| TEXTO |
____________________
2.5.3.2 Características de Nível Alto
2.5.3.2.1 Diacronicidade Narrativa
Uma narrativa, segundo Bruner (1991, p. 5-6), apresenta eventos que acontecem no
decorrer do tempo, mas não de um tempo abstrato ou marcado pelo “relógio”, e sim de um
“tempo humano” (RICOEUR, 1997, p. 417), subjetivo e, que, portanto, não corresponde a
temporalidade real. Esse tempo da narrativa é denominado por Bruner (1991, p. 5) de
“diacronicidade”. Ela trata de como o relato dos eventos ou ações humanas mais importantes
ecoam através do tempo subjetivo. Esse tempo não é exato, já que, por meio dessa característica
é facultado ao enunciador-narrador voltar e avançar nesse tempo sempre que achar necessário.
Bruner (1991, p. 6) mostra que há muitas maneiras do enunciador-narrador marcar a duração
de sequências narrativas num mesmo discurso, entre os quais o retrospecto, flashback e
flashforward, sinédoques temporais, e assim por diante.
____________________
| Entradas com coordenadas anotadas |

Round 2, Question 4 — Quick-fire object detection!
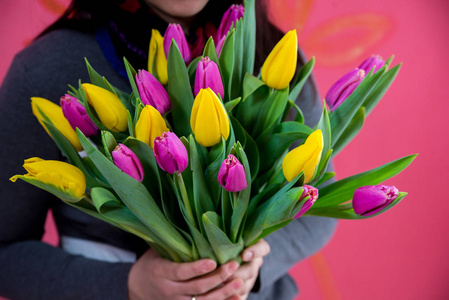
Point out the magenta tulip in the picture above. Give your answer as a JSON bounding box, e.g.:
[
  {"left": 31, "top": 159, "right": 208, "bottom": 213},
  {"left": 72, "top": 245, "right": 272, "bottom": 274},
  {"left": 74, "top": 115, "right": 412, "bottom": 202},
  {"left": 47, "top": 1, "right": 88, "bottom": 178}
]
[
  {"left": 136, "top": 70, "right": 172, "bottom": 115},
  {"left": 193, "top": 56, "right": 224, "bottom": 98},
  {"left": 295, "top": 184, "right": 318, "bottom": 219},
  {"left": 60, "top": 94, "right": 98, "bottom": 136},
  {"left": 326, "top": 68, "right": 365, "bottom": 111},
  {"left": 216, "top": 4, "right": 245, "bottom": 41},
  {"left": 352, "top": 185, "right": 399, "bottom": 216},
  {"left": 218, "top": 154, "right": 248, "bottom": 192},
  {"left": 359, "top": 55, "right": 385, "bottom": 73},
  {"left": 164, "top": 24, "right": 191, "bottom": 64},
  {"left": 112, "top": 144, "right": 144, "bottom": 182},
  {"left": 153, "top": 131, "right": 189, "bottom": 174}
]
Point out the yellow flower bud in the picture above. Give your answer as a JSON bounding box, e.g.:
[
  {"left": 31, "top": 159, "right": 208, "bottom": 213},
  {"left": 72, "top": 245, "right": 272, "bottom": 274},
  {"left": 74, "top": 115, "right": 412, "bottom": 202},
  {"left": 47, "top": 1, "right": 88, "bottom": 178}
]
[
  {"left": 148, "top": 29, "right": 168, "bottom": 84},
  {"left": 282, "top": 129, "right": 323, "bottom": 183},
  {"left": 83, "top": 83, "right": 128, "bottom": 132},
  {"left": 262, "top": 30, "right": 298, "bottom": 89},
  {"left": 31, "top": 97, "right": 83, "bottom": 151},
  {"left": 135, "top": 105, "right": 169, "bottom": 148},
  {"left": 10, "top": 157, "right": 86, "bottom": 200},
  {"left": 190, "top": 88, "right": 230, "bottom": 147}
]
____________________
| TAREFAS |
• 1. Transcreva o trecho do texto sobre diacronicidade narrativa que vai de "2.5.3.2 Características de" até "que achar necessário.", incluindo essas palavras.
• 2. Dê prosseguimento ao texto sobre diacronicidade narrativa a partir da última frase apresentada.
As entradas não têm relação com o texto sobre diacronicidade narrativa.

| RESPOSTAS POR TAREFA |
• 1.
2.5.3.2 Características de Nível Alto
2.5.3.2.1 Diacronicidade Narrativa
Uma narrativa, segundo Bruner (1991, p. 5-6), apresenta eventos que acontecem no
decorrer do tempo, mas não de um tempo abstrato ou marcado pelo “relógio”, e sim de um
“tempo humano” (RICOEUR, 1997, p. 417), subjetivo e, que, portanto, não corresponde a
temporalidade real. Esse tempo da narrativa é denominado por Bruner (1991, p. 5) de
“diacronicidade”. Ela trata de como o relato dos eventos ou ações humanas mais importantes
ecoam através do tempo subjetivo. Esse tempo não é exato, já que, por meio dessa característica
é facultado ao enunciador-narrador voltar e avançar nesse tempo sempre que achar necessário.

• 2.
Ferreira Netto (2008, p. 61), ao refletir sobre essa característica da narrativa
apresentada por Bruner, considera que é necessário utilizar uma linguagem que atenda às
necessidades da narrativa, ou seja, fazer uso de marcadores temporais que diferenciem
adequadamente o presente, o passado recente e o passado remoto. É por conta disso que ele, ao
falar sobre o conceito de diacronicidade narrativa de Bruner recorre à noção de juntura temporal
apresentada por Labov (1997, p. 4). Em suas palavras, “A sequência sentença
83
restritiva sentença complicadora coda do esquema laboviano vai ao encontro da
diacronicidade proposta por Bruner (1991) para narrativa”.
Dessa forma, a função da diacronicidade da narrativa é capturar o vivido, ou seja,
os acontecimentos sequenciados num tempo humano e não por fatos isolados e explicáveis por
relações mais ou menos mecânicas. Por isso, a diacronicidade reflete a característica subjetiva
da sequência de um padrão único de acontecimentos e não faz parte dos eventos, mas é imposta
pela narração. Segundo Bruner (1997a, p. 48), “[...] a ordem da narrativa sendo, portanto,
determinada pela ordem dos eventos em uma vida” (BRUNER, 1997, p. 48). Explicando
melhor, a estrutura temporal na narrativa desenrola acontecimentos mais significativos para o
enunciador-narrador.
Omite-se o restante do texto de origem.